***** Source passage *****

Post by Rubyslipper »

My daughter has a big black lab that is the friendliest dog in the world. My husband hates him. For some reason Jimbo fixates on Kenny's shoes. He licks and licks and Kenny fusses and fusses. He's not too smart (the dog, not Kenny) and thinks he's a lap dog but he's just a big cutie (again, the dog not Kenny). Even though they now have my wonderful grand-daughter, Jimbo is part of the family. When I come to visit they start saying, "Jimbo, look it's GRANDMA!!! The poor dog gets so excited (why, I have no idea) that he pees all over the place. Now I don't care for dogs licking me all over either; but I would much prefer the dog lick my hand than pee all over my legs and shoes. (He IS a big dog). I have a beagle and a bagel (bassett and beagle mix) and a red-heeler. But they stay outside so don't cause too much trouble, at least until it's time to leave. At that point the heeler, Ranger, tries to bite your tires until you are out of the drive. WAM, I love my dogs but I promise that if you come to visit, they won't even be allowed near you. Maybe instead of rubbing something on your hands that tastes yucky, you could bring in a couple of big bones for them to chew on. Open the door, toss them in as far away as possible and see which one wins the popularity contest--you or the bones.
You've always had the power my dear, you just had to learn it for yourself! (Glinda of Oz)

walkindafloors
Posts: 110
Joined: Tue Jul 18, 2006 4:54 pm
Location: Virginia

Post by walkindafloors »

My dh has always been a dog lover and I like dogs, but not 50! We are now breeding pits (the bully style, not the fighting dogs) and I can't stand it when I get the dog slobber all over me when I'm out there feeding and messing with them! If the truth be known, WAM, that woman judge is missing something in her life! (Don't you wonder what the dog is thinking!) And the TV commercial...well, not only who knows where that tongue has been but rather YOU KNOW where that tongue has been!!!

*****

Written instruction 1:
Duplicate the lines of the records starting at the line that contains "of the rustic" and ending after the line that contains "(1285, 702)".
The forum posts about dogs have no connection to the records that follow them.

***** Entries supplied *****

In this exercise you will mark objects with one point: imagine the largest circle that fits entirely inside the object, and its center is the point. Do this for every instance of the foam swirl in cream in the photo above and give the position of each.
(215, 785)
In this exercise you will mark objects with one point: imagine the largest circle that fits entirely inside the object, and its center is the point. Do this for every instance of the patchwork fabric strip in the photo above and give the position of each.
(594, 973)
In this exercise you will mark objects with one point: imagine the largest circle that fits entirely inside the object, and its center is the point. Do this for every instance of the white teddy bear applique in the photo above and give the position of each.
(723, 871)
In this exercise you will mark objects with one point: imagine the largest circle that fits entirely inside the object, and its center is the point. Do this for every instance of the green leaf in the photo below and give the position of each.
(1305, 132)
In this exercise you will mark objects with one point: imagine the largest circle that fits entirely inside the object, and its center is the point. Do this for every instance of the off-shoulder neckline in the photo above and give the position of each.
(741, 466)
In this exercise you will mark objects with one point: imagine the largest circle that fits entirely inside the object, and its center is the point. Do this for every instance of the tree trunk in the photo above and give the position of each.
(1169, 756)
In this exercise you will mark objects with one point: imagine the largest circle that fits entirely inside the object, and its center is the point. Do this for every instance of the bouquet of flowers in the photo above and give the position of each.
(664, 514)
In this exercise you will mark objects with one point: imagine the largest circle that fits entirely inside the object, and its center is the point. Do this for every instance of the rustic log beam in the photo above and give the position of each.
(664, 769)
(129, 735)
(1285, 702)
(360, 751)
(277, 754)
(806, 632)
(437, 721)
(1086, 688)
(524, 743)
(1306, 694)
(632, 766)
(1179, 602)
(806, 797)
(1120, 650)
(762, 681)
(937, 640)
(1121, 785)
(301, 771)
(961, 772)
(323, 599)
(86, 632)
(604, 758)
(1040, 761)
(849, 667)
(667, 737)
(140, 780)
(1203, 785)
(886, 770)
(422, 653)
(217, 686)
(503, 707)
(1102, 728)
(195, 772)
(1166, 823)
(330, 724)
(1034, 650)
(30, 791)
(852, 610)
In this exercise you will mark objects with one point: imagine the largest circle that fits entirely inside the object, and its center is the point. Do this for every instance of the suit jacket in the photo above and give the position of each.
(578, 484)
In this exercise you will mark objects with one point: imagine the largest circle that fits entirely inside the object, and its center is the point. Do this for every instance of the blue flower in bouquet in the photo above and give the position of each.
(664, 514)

*****

Written instruction 2:
According to the forum posts about dogs, why do the beagle, the bagel, and the red-heeler not cause too much trouble?

Written solution 1:
In this exercise you will mark objects with one point: imagine the largest circle that fits entirely inside the object, and its center is the point. Do this for every instance of the rustic log beam in the photo above and give the position of each.
(664, 769)
(129, 735)
(1285, 702)

Written solution 2:
They stay outside, so they do not cause too much trouble until it is time for a visitor to leave.